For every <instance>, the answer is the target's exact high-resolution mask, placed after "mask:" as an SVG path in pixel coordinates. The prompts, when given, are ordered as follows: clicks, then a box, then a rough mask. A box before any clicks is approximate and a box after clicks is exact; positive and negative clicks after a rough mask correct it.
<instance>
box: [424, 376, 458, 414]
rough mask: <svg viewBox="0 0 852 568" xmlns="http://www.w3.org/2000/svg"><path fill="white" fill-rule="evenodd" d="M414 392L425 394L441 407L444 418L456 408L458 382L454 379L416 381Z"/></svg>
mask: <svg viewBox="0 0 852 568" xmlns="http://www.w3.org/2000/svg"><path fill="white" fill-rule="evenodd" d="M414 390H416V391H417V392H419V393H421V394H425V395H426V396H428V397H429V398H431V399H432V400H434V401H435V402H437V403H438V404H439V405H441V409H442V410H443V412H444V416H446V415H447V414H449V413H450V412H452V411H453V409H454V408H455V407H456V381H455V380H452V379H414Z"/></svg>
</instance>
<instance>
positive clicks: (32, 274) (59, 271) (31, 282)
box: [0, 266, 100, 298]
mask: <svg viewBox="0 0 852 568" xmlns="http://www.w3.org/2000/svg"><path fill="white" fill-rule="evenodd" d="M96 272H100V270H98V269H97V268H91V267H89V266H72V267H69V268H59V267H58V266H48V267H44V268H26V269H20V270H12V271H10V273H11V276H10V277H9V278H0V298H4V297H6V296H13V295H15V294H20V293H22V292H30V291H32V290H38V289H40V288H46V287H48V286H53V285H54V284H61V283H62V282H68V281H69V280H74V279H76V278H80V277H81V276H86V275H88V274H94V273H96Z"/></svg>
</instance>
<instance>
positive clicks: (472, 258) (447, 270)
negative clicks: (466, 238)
#####
Across the whole listing above, state how many lines contain "positive". Only the number is wanted.

**Answer box**
3